YOUR INSTRUCTIONS> Only one stretch of the data is wanted: the line containing "subject: crowd", the line containing "subject: palm tree", and every line between them, copied exactly.

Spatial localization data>
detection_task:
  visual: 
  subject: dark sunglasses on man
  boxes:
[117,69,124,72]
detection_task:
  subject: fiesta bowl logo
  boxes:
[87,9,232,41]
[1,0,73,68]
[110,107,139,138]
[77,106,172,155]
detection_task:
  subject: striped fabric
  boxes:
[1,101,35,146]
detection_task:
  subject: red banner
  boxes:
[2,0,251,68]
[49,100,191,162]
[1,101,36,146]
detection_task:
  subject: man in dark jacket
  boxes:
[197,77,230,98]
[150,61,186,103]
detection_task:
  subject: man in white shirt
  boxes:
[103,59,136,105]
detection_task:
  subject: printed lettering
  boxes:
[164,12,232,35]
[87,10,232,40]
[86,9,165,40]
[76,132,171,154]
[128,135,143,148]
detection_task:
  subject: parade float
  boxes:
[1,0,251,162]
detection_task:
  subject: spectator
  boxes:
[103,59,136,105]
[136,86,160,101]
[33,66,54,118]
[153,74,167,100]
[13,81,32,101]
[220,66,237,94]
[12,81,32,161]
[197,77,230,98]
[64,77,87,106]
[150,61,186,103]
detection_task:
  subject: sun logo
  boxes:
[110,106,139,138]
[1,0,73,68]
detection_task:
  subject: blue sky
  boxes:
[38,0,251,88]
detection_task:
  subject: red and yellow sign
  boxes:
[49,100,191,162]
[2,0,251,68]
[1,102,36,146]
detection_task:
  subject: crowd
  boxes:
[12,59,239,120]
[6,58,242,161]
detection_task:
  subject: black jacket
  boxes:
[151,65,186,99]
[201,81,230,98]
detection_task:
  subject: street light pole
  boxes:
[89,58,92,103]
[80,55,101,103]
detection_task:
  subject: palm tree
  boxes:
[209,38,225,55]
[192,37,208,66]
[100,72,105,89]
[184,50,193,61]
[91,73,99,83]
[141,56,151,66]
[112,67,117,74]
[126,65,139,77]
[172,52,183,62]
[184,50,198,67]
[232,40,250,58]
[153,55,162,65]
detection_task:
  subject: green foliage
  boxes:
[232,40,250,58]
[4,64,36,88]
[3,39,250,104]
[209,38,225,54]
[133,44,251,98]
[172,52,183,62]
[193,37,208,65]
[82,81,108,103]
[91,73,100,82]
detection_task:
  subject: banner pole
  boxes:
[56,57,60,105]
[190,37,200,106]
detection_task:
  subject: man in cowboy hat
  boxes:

EXERCISE RESPONSE>
  subject: crowd
  boxes:
[12,59,239,120]
[6,58,242,161]
detection_task:
  subject: black jacket
  boxes:
[151,65,186,99]
[201,81,230,98]
detection_task:
  subject: street light pole
  boxes:
[89,58,92,103]
[80,55,101,103]
detection_task:
  subject: palm tree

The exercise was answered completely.